[Shape labeling entries]
● ● ● ● ●

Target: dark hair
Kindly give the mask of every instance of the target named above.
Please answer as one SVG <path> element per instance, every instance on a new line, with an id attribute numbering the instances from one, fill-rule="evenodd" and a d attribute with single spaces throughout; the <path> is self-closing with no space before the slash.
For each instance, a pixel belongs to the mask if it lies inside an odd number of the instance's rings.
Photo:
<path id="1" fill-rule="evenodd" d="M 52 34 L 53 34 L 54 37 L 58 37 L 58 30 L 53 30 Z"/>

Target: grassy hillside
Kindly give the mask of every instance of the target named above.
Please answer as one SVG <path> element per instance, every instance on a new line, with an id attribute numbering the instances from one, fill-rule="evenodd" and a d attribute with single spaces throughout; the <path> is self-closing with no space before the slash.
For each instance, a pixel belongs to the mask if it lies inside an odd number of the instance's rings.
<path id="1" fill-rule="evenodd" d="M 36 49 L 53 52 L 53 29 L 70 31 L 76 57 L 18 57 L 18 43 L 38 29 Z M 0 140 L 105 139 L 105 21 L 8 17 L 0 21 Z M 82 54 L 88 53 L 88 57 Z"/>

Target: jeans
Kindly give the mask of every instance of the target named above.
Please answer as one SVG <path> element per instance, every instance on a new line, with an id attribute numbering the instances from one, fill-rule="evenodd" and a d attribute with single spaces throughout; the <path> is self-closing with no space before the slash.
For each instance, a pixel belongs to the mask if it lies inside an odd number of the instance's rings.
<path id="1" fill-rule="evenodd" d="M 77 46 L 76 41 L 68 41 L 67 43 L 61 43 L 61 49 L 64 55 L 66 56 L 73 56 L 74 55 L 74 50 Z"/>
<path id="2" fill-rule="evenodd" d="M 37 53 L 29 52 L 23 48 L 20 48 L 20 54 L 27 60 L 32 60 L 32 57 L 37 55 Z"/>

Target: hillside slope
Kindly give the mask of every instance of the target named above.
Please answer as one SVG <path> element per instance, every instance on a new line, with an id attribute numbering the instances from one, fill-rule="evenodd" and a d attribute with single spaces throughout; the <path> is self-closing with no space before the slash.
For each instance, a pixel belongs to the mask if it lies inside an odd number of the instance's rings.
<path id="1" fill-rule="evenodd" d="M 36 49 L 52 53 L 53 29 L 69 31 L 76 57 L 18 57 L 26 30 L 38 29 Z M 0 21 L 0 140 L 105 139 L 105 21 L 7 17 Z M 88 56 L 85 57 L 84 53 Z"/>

● ● ● ● ●

Given problem
Format all four entries above as a two-column CSV with the header row "entry_text,answer" and one row for each entry. Put each entry's text and its answer in a single quoted field apiece, replacing every line break with a space.

Response to this task
entry_text,answer
"Target: dark hair Kindly give the mask of every instance of the target named above. Please answer as one SVG <path> element per instance, every instance on a new line, with an id attribute numbering the instances from one, fill-rule=""evenodd"" and a d attribute with single spaces throughout; the <path> is self-closing with no space before the slash. For each instance, a pixel belongs to the mask if it lies inside an odd number of the instance's rings. Photo:","<path id=""1"" fill-rule=""evenodd"" d=""M 52 34 L 53 34 L 54 37 L 58 37 L 58 30 L 53 30 Z""/>"
"Target: grassy hillside Kindly give the mask of every instance of the target named above. Please answer as one SVG <path> element per instance, every instance on a new line, with an id attribute numbering the instances from one, fill-rule=""evenodd"" and a d attribute with single spaces throughout; the <path> is self-closing with no space before the slash. For each instance, a pixel belongs to the mask if it lies inside an odd number of the instance's rings.","<path id=""1"" fill-rule=""evenodd"" d=""M 36 49 L 53 52 L 53 29 L 70 31 L 76 57 L 18 57 L 18 43 L 38 29 Z M 0 140 L 105 139 L 105 21 L 8 17 L 0 21 Z M 82 54 L 88 53 L 88 57 Z""/>"
"Target: jeans Kindly give the mask of every instance of the target named above. Please answer as one SVG <path> element per instance, every instance on a new line, with an id attribute numbering the instances from one, fill-rule=""evenodd"" and a d attribute with single spaces throughout; the <path> is self-closing with no space before the slash. For each instance, a pixel belongs to the mask if it lies inside an odd number of the instance's rings.","<path id=""1"" fill-rule=""evenodd"" d=""M 77 46 L 76 41 L 68 41 L 67 43 L 61 43 L 61 49 L 64 55 L 66 56 L 73 56 L 74 55 L 74 50 Z""/> <path id=""2"" fill-rule=""evenodd"" d=""M 37 53 L 29 52 L 23 48 L 20 48 L 20 54 L 27 60 L 32 60 L 32 57 L 37 55 Z""/>"
"Target: hillside slope Kindly give the mask of every instance of the target named above. Please answer as one SVG <path> element per instance, every instance on a new line, with an id attribute numbering the instances from one, fill-rule=""evenodd"" and a d attribute with single spaces throughout; the <path> is self-closing with no space before the slash. For each instance, a pixel belongs to the mask if it lies inside an odd number of the instance's rings.","<path id=""1"" fill-rule=""evenodd"" d=""M 36 49 L 52 53 L 53 29 L 69 31 L 76 57 L 18 57 L 26 30 L 38 29 Z M 0 21 L 0 140 L 105 139 L 105 21 L 7 17 Z M 88 56 L 85 57 L 84 53 Z""/>"